INSTRUCTIONS FOR THE TASK:
Rewrite each of the rows below with "one point per instance" replaced by "one point for each instance" and everything else left unchanged, leaving the pictures out of your answer.

Excerpts from point annotation data
_ _ _ _

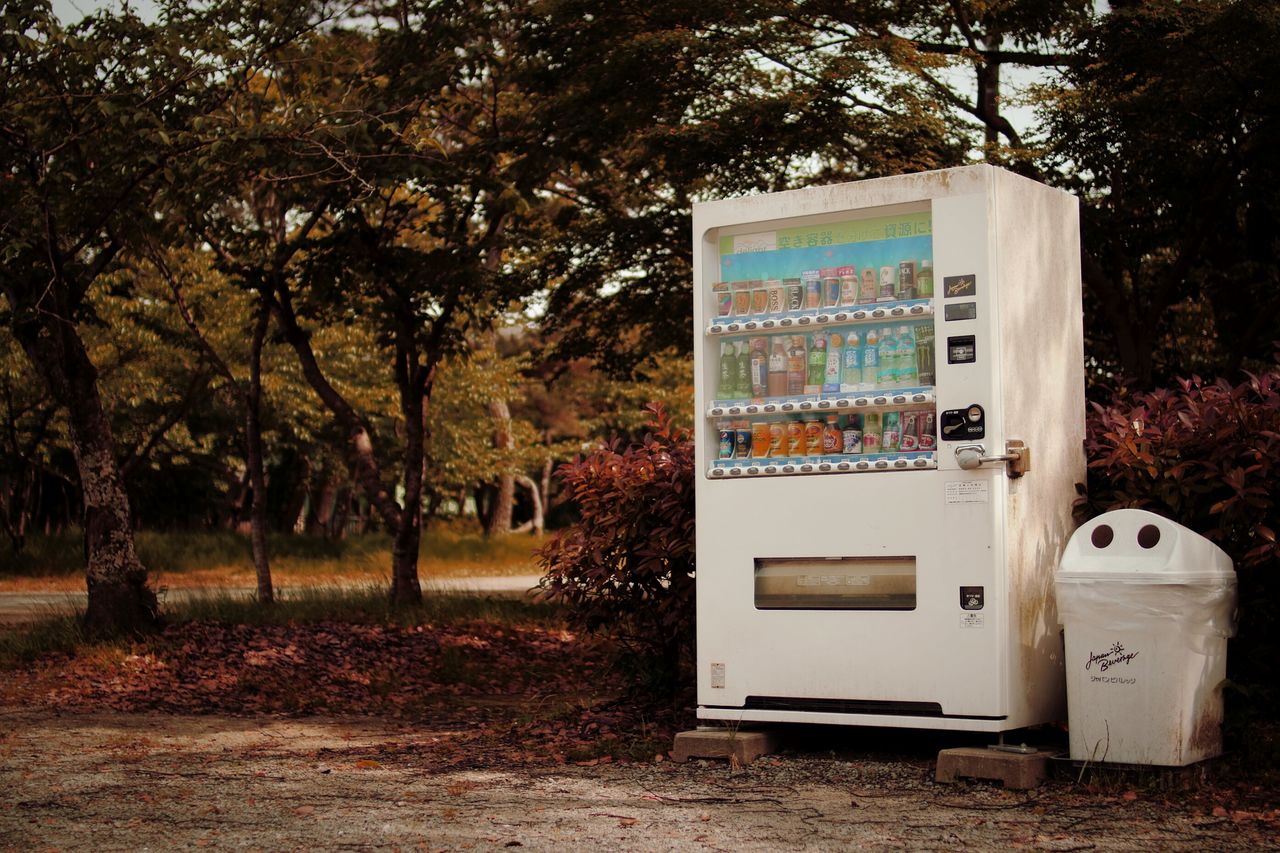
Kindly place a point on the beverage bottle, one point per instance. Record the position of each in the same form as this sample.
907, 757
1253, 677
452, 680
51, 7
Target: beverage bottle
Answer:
817, 365
851, 370
728, 373
778, 369
796, 365
744, 370
872, 432
924, 279
759, 368
906, 370
835, 356
831, 438
886, 375
871, 360
726, 439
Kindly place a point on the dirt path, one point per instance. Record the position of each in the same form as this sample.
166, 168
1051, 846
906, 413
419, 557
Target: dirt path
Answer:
114, 781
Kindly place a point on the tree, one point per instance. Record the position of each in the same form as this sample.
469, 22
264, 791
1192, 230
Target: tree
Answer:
88, 131
1166, 129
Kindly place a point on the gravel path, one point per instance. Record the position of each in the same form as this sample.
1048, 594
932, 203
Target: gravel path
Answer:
115, 781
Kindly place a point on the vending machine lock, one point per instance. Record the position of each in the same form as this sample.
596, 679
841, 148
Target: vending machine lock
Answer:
1018, 457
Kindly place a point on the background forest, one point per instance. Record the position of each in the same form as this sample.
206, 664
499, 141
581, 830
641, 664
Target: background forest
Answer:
327, 268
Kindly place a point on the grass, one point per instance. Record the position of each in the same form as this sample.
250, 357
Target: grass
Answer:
63, 633
223, 557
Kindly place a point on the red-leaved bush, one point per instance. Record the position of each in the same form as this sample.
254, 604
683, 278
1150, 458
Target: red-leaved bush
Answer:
1206, 455
627, 566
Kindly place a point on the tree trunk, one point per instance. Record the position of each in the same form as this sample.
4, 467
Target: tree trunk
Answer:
254, 454
119, 598
406, 588
504, 493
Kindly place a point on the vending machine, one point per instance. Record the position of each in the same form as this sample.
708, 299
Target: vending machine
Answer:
890, 397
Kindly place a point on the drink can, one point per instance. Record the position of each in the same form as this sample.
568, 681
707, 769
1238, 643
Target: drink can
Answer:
910, 438
726, 442
869, 288
777, 438
851, 436
794, 293
813, 437
888, 287
906, 281
892, 433
760, 439
928, 432
830, 287
795, 438
812, 281
777, 296
849, 283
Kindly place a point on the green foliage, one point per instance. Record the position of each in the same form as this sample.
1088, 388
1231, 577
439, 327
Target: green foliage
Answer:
1206, 455
627, 566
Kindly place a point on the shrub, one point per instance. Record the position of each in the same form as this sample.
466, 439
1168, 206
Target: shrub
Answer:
627, 566
1205, 455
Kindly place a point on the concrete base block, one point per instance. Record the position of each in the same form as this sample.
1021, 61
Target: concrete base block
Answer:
1014, 770
739, 747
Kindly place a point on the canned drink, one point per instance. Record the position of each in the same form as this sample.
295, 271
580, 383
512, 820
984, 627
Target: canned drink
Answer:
888, 287
830, 287
928, 432
869, 288
726, 441
910, 438
760, 439
723, 304
794, 293
906, 281
851, 436
892, 430
813, 432
795, 438
777, 296
849, 284
777, 438
759, 300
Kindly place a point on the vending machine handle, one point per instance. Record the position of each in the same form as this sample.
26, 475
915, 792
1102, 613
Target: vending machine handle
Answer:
1019, 457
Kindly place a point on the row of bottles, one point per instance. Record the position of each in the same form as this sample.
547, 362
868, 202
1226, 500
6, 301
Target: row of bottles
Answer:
826, 288
827, 363
837, 434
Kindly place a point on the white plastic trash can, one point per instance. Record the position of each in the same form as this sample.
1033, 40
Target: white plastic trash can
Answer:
1147, 606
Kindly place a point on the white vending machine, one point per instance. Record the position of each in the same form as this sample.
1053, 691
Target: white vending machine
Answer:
890, 395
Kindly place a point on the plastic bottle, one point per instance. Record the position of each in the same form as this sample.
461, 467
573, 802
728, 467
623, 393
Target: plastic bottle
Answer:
777, 369
886, 374
727, 388
759, 368
744, 370
817, 365
906, 370
871, 360
796, 366
835, 356
851, 370
924, 279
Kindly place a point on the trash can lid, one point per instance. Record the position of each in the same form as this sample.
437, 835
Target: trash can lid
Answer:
1144, 547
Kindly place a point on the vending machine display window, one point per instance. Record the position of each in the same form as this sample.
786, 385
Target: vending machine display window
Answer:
824, 340
835, 583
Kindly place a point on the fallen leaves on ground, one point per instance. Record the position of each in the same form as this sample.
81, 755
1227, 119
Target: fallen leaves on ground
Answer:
506, 694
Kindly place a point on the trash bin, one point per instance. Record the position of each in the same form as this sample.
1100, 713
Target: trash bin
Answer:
1147, 606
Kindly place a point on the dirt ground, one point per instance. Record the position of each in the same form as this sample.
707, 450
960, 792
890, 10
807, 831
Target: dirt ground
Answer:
136, 781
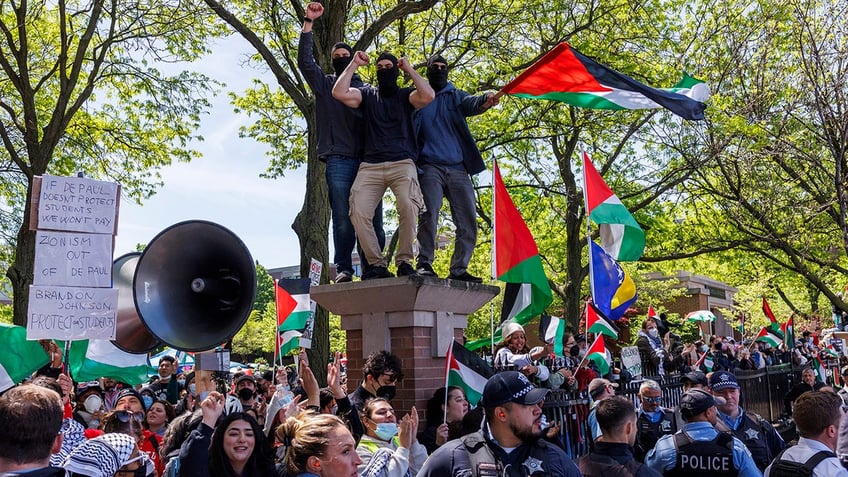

_ _ _ _

TASK OUTPUT:
Kindly place a point on the beverage bottle, one point for each instance. Record the position of each in the same form as this sample.
907, 757
1253, 677
452, 680
51, 7
Target: beverage bottle
Answer:
817, 365
851, 370
728, 373
778, 369
796, 365
744, 370
872, 432
924, 279
759, 368
906, 370
835, 356
831, 438
886, 375
871, 360
726, 439
Kindly place a point on the dirt path, one point for each instance. Record the position of each in the same form as this sample.
166, 168
1051, 846
906, 413
419, 557
Target: dirt path
Answer:
114, 781
Kindly place a point on the tree, one point for each instance. Record the position of each in the same form as this sample.
469, 22
264, 791
1192, 230
Target: tree
Answer:
88, 131
1166, 129
Kindly place a point on the gravel path, one point for each instance. Record the position of each in the same form as this sample.
1048, 594
932, 203
Target: gravel path
Answer:
115, 781
Kindly place a point on the vending machine lock, one point for each instance. Record the position of each in the same form as this sample.
596, 679
841, 148
Target: vending machine lock
Answer:
1018, 457
Kindly place a point on the background forest, one point for each instance. Record the position of each in the same form as this sample.
206, 664
499, 141
581, 830
641, 664
Target: background forest
Answer:
327, 268
Kindly place a point on the grass, one point for each instance. Record the position of each in the same form as this sample.
250, 357
Target: grass
Answer:
63, 633
223, 557
Kindly place a point on the red-leaved bush, one point for each instance. Record the position of each in the same form as this sample.
254, 604
683, 278
1150, 458
Target: red-leaved bush
Answer:
1206, 455
627, 566
Kindly place a point on the tree trunk, one point for each instance. Record the position of each in the same form as this sample.
4, 467
Target: tree trunk
Answer:
254, 454
119, 598
406, 588
504, 493
Kindly place a point on the vending machine, one point for each instance. Record the position of each in the same form as this sample.
708, 299
Target: vending machine
Answer:
890, 397
Kindly place a point on the drink can, one point for each instance. Record the position of each in the same form as this sample.
568, 681
707, 769
1238, 643
Target: drink can
Answer:
910, 438
726, 442
869, 288
777, 438
851, 436
794, 293
813, 437
888, 287
906, 281
892, 433
760, 439
928, 432
830, 287
795, 438
812, 281
777, 296
849, 283
Kindly place a point on the green foliage, one point for each instance. Record the position of each in the same form as this sample.
1088, 388
1231, 577
439, 327
Target: green foliage
Answer:
1206, 455
627, 566
Kindly place a point on the shrub, one point for each instance. Record the position of each in the same form as this sample.
466, 439
1168, 206
Target: shrub
Answer:
627, 566
1205, 455
Kindly place a point on the concrete base block, one point for each instance. Record the position of each in the same form as this sample.
1021, 61
Target: concrete base block
Answer:
1014, 770
739, 747
Kindly place a point on the canned drink, one point for each instance. Record the position of each in the same form as this sample.
295, 271
580, 383
512, 820
984, 627
Target: canned drink
Answer:
888, 287
830, 287
928, 432
869, 288
726, 441
910, 438
760, 439
723, 304
794, 293
906, 281
851, 436
892, 430
813, 432
795, 438
777, 296
849, 284
777, 438
759, 300
Kindly place a point on the vending machine handle, one point for each instance. Record the position of each in the same form as this sample.
26, 475
915, 792
1102, 613
Target: vending machine handle
Answer:
1019, 457
Kindly place a point on the row of bottles, one point for each instance. Record the position of each in the same form as this sample.
547, 362
868, 202
1226, 500
6, 301
Target: row of bottles
Answer:
826, 288
827, 363
837, 434
Kindly place a point on the white plastic trash can, one point for each instance. Record the position of each in the same form as this sample.
1033, 40
Target: white plastic trash can
Answer:
1147, 606
Kindly place a point on the white vending machine, one point for each instance. Record the position of each in the same form as this sample.
1053, 691
Target: white vending machine
Answer:
890, 395
Kindly place a point on the plastic bottle, one point for each instance. Record the position of each in the same form as this sample.
461, 467
573, 802
728, 467
623, 393
Target: plastic bottle
Answer:
777, 369
886, 374
727, 388
759, 368
744, 370
817, 365
906, 370
871, 360
796, 366
835, 356
851, 370
924, 279
Kindly place a point on the trash can lid, one point for each instance. Record the position of each in the same form as this sample.
437, 835
Target: trash can lid
Answer:
1144, 547
Kindly place a point on the vending machine display window, one point for each instance. Record the position of each in the same form as this sample.
786, 385
Target: vending machine display window
Answer:
824, 340
835, 583
Kindly place a point on the fallen leaves on ground, one point for each instance. Record the position of each in the same form as this sample.
81, 755
1227, 119
Target: fallen leaves on ground
Answer:
506, 694
Kindly place a point on the trash bin, one point for each instance. Record the position of each in the same form as this sample.
1100, 713
Target: trash bin
Answer:
1147, 606
Kindly place a point on the dirt ground, one point for each instance. Record the position of each in the same form as this sample.
707, 450
960, 792
890, 10
807, 831
Target: dirt ground
Answer:
136, 781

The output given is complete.